▶ **Extracted text**:
■ ■ ■ ■ ■ ■ ■

Listing 15.2. Client sending a request and then blocking until the server responds

Running this process sets the exchange in motion. You will see that the server receives a packet:

server: received hello
server: sender was /127.0.0.1:55589

And the client receives a packet as well:

client: received got it!
client: sender was /127.0.0.1:8888

Why does this work? The crucial piece to this message exchange is that a UDP packet traveling over a network carries not only the IP address and port of its intended receiver, but also the IP address and port of the socket it was sent from. This “return address” is extracted in the server’s code using the getSocketAddress() method of DatagramPacket. After logging the information to the console, you inject it into the second packet in order to describe its intended destination—you copy the return address from the received request letter onto the envelope of the response letter.

The other crucial precondition for success is that the client knows beforehand how to reach the server. Although this is intuitive and barely feels worthy of mention, it is essential. In summary:

  • The client sends the request in a UDP datagram to the server using an already-known destination address.
  • The server sends the response in a UDP datagram to the client using the address information contained in the previously received request datagram.

15.1.3. Common instances of the pattern

The Request–Response pattern may be built into a protocol. The client sends a request, and it is assumed that a response will be returned to the same client. The pattern then can be used to provide the illusion of synchronous behavior: a function makes a call and returns the result to the caller. Believing the illusion is at your peril, because there is no guarantee that the response will ever arrive. Alternatively, the pattern may be implemented using two explicit asynchronous messages.

■ ■ ■ ■ ■ ■ ■

▶ **Recorded information**:
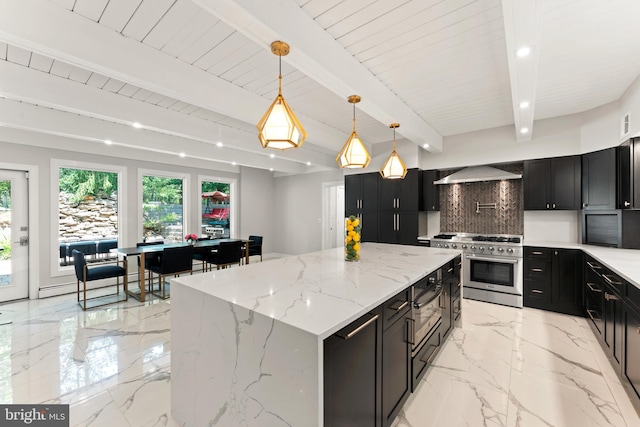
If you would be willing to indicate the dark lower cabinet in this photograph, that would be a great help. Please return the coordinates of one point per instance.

■ ■ ■ ■ ■ ■ ■

▶ **Problem set**:
- 1) In the UDP request-response text, which DatagramPacket method does the server's code use to extract the return address?
- 2) Rewrite the passage of the UDP request-response text that opens with the words containing "client: received got" and closes with "the response letter.", changing "envelope" to "label".

▶ **Answers to the exercises**:
- 1) getSocketAddress()

- 2)
client: received got it!
client: sender was /127.0.0.1:8888

Why does this work? The crucial piece to this message exchange is that a UDP packet traveling over a network carries not only the IP address and port of its intended receiver, but also the IP address and port of the socket it was sent from. This “return address” is extracted in the server’s code using the getSocketAddress() method of DatagramPacket. After logging the information to the console, you inject it into the second packet in order to describe its intended destination—you copy the return address from the received request letter onto the label of the response letter.